◆ **Written problem**:
Retype the rows below word for word, without the pictures.

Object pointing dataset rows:
— begin —

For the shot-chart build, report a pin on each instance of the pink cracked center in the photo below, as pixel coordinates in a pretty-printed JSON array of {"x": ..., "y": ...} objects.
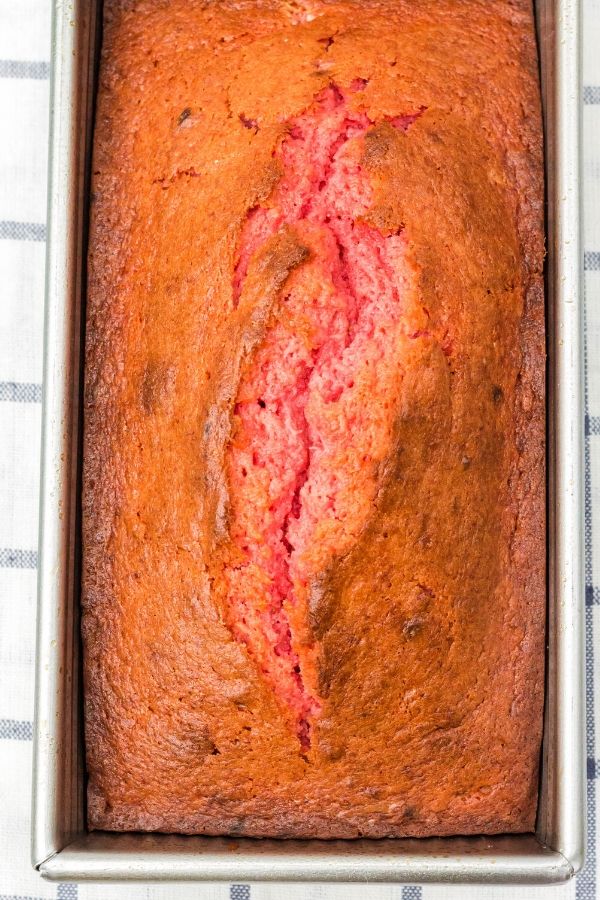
[{"x": 314, "y": 413}]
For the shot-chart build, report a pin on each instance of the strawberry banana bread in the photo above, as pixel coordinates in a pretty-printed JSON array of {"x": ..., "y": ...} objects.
[{"x": 313, "y": 510}]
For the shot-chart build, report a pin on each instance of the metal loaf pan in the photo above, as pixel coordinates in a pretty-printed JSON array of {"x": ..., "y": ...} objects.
[{"x": 62, "y": 849}]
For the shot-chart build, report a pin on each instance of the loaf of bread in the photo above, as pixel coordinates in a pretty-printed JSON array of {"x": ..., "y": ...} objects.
[{"x": 313, "y": 500}]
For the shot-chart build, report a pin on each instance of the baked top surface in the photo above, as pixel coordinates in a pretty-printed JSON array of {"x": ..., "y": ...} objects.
[{"x": 426, "y": 632}]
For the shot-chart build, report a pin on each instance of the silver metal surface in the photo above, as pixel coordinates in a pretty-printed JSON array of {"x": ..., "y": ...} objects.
[{"x": 61, "y": 847}]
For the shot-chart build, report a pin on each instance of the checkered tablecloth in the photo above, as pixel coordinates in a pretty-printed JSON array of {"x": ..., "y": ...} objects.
[{"x": 24, "y": 72}]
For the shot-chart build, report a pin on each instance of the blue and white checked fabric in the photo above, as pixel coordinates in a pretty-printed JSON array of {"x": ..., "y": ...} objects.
[{"x": 24, "y": 71}]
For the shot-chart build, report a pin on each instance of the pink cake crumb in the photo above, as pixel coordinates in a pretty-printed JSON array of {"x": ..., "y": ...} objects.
[{"x": 314, "y": 412}]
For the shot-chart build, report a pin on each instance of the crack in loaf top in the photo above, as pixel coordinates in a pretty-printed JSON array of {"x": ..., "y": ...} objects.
[
  {"x": 387, "y": 604},
  {"x": 316, "y": 404}
]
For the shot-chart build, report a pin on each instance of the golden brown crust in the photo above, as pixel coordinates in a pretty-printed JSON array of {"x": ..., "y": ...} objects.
[{"x": 431, "y": 629}]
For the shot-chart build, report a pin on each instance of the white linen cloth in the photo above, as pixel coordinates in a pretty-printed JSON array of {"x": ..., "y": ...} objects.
[{"x": 24, "y": 71}]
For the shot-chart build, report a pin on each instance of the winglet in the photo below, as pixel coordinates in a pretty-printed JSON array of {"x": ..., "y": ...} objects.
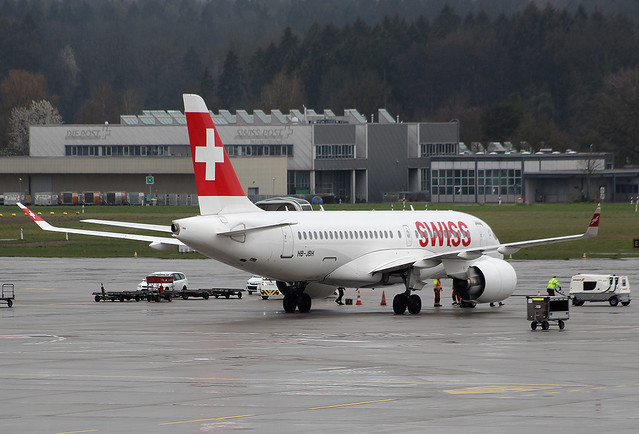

— end —

◆ **Exercise response**:
For the shot-chart build, report a pin on each instance of the pink cracked center in the photo below, as pixel coordinates in a pretty-printed JSON array of {"x": ..., "y": ...} objects.
[{"x": 314, "y": 413}]
For the shot-chart build, report a pin on each instance of the strawberry banana bread in the photo above, as pixel coordinates in a pretty-printed JSON array of {"x": ..., "y": ...} objects.
[{"x": 313, "y": 510}]
For the shot-chart build, report a pin on each instance of the metal loaf pan in the photo above, as pixel coordinates in a pretty-printed JSON array of {"x": ..., "y": ...} objects.
[{"x": 62, "y": 849}]
For the shot-chart build, report a pin on each instance of the loaf of bread in the photo above, as pixel coordinates in a pretty-printed JSON array of {"x": ..., "y": ...} objects.
[{"x": 313, "y": 500}]
For the shot-chart build, report a pin on each instance of the baked top surface in the photo above, as pixel coordinates in a pretty-printed JSON array of {"x": ..., "y": ...} objects.
[{"x": 426, "y": 632}]
For the shot-chart build, report a pin on each instance of the silver metal surface in the photo above, as pixel coordinates in a pretty-printed JSON array of {"x": ..., "y": ...} objects.
[{"x": 61, "y": 847}]
For the shot-chart build, report a pin on each instance of the checkered tablecloth in the photo above, as pixel coordinates in a pretty-printed JSON array of {"x": ..., "y": ...} objects.
[{"x": 24, "y": 72}]
For the shot-chart build, report a pin on each instance of the blue and white checked fabric in the photo above, as pixel coordinates in a pretty-printed JSON array of {"x": ..., "y": ...} objects.
[{"x": 24, "y": 71}]
For the shot-chart build, report a pin on each instance of the pink cake crumb in the photo above, as pixel coordinates in a pretty-printed JSON array of {"x": ..., "y": ...} objects.
[{"x": 314, "y": 412}]
For the shot-chart build, report a pin on each instance of the crack in loaf top in the photo above, as pixel coordinates in a pretty-printed JSON array of {"x": ..., "y": ...} objects.
[
  {"x": 387, "y": 604},
  {"x": 316, "y": 404}
]
For the shot-chart build, report a pin on each instance of the golden brown crust in the photo above, as pixel coordinates in a pretty-printed JSON array of {"x": ..., "y": ...} objects.
[{"x": 431, "y": 629}]
For the shot-chart build, report a pin on each instance of the white linen cloth in the photo above, as pixel coordinates in a pretty-printed JSON array of {"x": ..., "y": ...} objects.
[{"x": 24, "y": 71}]
For the shot-chart build, report a pin on each instance of the winglet in the photo below, as pixel coordinates in a pretty-printed JSON array of {"x": ..., "y": ...} objects.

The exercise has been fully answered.